### WHAT YOU WILL DO
Update the records below so that "white vertical post" reads "white upright post" and every other line stays the same.

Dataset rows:
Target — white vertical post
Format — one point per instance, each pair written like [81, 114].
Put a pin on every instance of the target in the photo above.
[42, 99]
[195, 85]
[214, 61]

### REPLY
Target — white upright post
Format — one point per instance, each pair written like [81, 114].
Put a pin on every instance of the target in the photo above.
[42, 99]
[195, 85]
[214, 61]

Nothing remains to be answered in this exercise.